#### WHAT IS REQUIRED:
Arrange the lines between the one containing "Each instance of the porch ceiling" and the one containing "[(363, 225)]", inclusive, as a Markdown table with columns Row and Line, omitting blank lines.

Records from a point annotation set:
— Start —

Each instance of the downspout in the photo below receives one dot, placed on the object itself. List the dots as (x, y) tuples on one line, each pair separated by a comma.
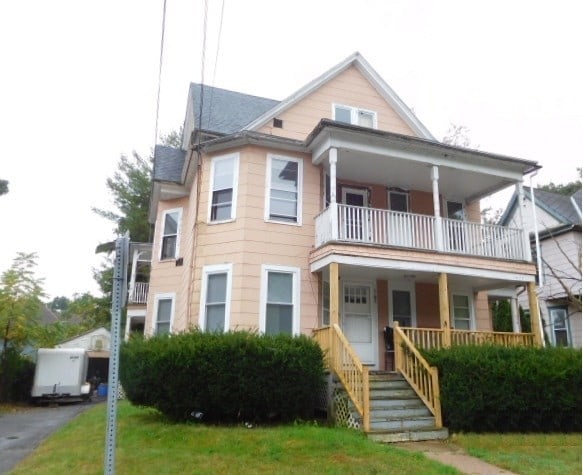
[(538, 255)]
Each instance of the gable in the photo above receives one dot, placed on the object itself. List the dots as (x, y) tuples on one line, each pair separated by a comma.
[(348, 88)]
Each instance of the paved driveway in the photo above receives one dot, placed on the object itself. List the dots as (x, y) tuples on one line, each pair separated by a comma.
[(21, 432)]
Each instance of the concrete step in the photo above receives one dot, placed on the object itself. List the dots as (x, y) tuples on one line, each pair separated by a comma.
[(402, 423), (389, 436)]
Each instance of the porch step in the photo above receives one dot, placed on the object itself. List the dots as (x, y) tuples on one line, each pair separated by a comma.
[(396, 412)]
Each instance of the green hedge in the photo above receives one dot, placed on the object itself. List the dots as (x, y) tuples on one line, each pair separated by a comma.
[(498, 389), (235, 376)]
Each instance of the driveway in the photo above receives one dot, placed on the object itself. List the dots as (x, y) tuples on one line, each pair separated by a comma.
[(22, 431)]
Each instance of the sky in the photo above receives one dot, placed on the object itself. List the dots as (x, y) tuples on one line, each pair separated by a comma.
[(79, 83)]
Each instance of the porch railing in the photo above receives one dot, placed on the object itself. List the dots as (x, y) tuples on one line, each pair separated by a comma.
[(342, 359), (422, 377), (357, 224), (139, 293)]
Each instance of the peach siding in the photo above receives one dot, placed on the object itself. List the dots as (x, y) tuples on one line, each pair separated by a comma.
[(249, 242), (349, 88)]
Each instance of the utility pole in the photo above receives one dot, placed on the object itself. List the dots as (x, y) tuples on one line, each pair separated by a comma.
[(117, 304)]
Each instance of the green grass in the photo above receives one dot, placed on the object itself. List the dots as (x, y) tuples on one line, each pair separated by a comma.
[(526, 454), (148, 443)]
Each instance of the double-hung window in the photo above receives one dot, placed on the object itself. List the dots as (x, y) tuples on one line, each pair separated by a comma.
[(280, 300), (170, 234), (164, 311), (284, 190), (354, 116), (223, 189), (215, 303), (560, 325)]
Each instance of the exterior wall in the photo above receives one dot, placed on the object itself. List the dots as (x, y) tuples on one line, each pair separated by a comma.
[(349, 88), (249, 241)]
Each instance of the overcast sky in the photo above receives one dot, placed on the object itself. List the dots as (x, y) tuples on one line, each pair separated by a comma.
[(78, 88)]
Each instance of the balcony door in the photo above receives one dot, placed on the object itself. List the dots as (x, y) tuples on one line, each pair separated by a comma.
[(359, 320), (353, 219)]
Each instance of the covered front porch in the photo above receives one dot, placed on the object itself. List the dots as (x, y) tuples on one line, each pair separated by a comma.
[(426, 306)]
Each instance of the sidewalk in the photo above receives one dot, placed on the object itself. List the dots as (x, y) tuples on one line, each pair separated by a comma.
[(450, 454)]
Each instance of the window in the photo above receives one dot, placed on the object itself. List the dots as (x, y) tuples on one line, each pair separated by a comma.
[(284, 190), (171, 231), (354, 116), (223, 189), (215, 304), (164, 310), (325, 303), (560, 326), (280, 300), (461, 312)]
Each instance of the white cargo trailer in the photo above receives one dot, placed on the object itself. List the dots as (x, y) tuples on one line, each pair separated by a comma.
[(60, 375)]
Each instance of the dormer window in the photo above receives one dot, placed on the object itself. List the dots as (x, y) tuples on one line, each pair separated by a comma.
[(354, 116)]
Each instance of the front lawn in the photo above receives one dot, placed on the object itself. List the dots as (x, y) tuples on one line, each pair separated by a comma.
[(148, 443), (526, 454)]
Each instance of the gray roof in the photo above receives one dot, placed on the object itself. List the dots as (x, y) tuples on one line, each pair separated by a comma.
[(226, 112), (168, 164)]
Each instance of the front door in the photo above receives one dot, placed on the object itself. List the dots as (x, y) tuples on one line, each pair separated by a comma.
[(353, 218), (359, 321)]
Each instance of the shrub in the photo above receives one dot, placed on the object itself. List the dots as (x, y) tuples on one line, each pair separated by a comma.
[(227, 377), (498, 389), (17, 375)]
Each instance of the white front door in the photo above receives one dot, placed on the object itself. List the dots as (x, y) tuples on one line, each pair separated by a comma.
[(359, 321)]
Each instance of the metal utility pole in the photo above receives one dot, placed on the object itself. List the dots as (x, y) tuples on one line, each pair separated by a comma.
[(117, 304)]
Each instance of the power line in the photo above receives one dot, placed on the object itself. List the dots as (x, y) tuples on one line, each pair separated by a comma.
[(160, 72)]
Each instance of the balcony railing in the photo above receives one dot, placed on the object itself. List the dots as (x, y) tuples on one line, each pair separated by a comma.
[(139, 293), (356, 224)]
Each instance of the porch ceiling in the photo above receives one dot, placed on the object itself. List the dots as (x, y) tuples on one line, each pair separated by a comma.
[(395, 160)]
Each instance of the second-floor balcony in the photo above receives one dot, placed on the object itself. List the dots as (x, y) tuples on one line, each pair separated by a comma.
[(363, 225)]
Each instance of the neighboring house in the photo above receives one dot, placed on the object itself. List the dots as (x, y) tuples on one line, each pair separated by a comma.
[(558, 225), (335, 213)]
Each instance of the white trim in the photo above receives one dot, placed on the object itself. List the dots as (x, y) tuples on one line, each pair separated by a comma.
[(165, 296), (296, 282), (300, 162), (234, 185), (209, 270), (407, 286), (470, 297), (354, 111), (380, 263), (178, 233)]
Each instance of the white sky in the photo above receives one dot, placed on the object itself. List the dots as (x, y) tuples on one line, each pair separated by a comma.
[(78, 88)]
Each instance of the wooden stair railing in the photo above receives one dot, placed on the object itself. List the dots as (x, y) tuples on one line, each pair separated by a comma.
[(422, 377), (341, 358)]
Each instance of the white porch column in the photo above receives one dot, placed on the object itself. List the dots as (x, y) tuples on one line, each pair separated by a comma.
[(436, 208), (332, 160), (520, 204), (516, 327)]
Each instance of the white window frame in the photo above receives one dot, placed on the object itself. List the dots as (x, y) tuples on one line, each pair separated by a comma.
[(178, 232), (296, 273), (210, 270), (165, 296), (566, 329), (234, 185), (354, 114), (300, 162), (471, 317)]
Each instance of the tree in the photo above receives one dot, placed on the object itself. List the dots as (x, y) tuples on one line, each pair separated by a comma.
[(20, 306)]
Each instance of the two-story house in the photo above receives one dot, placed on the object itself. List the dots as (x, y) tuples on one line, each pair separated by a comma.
[(556, 234), (333, 212)]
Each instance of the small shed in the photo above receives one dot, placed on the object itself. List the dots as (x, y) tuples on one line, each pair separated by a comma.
[(97, 344)]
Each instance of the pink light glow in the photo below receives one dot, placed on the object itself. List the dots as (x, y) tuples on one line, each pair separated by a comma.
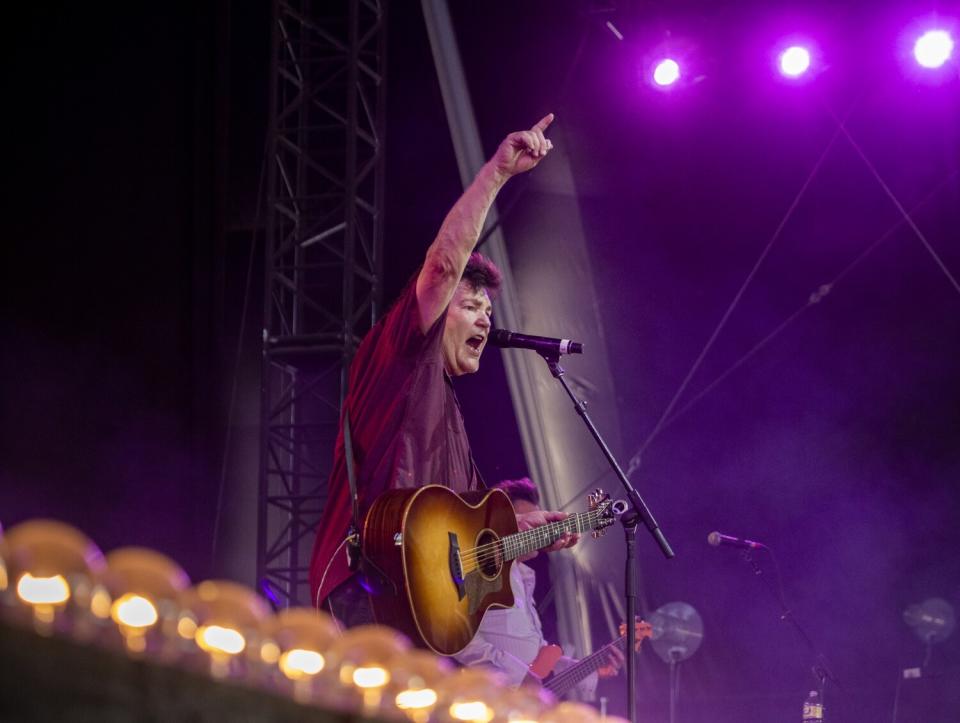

— End —

#### SOLUTION TO THE PROBLEM:
| Row | Line |
|---|---|
| 1 | Each instance of the porch ceiling in the photo above receives one dot, placed on the object itself. List the dots as (x, y) tuples on one line, each pair separated by a comma. |
| 2 | [(395, 160)] |
| 3 | Each instance of the second-floor balcony in the photo above receives one dot, placed on the object itself. List the dots as (x, y) tuples on one line, each pair separated by a comma. |
| 4 | [(363, 225)] |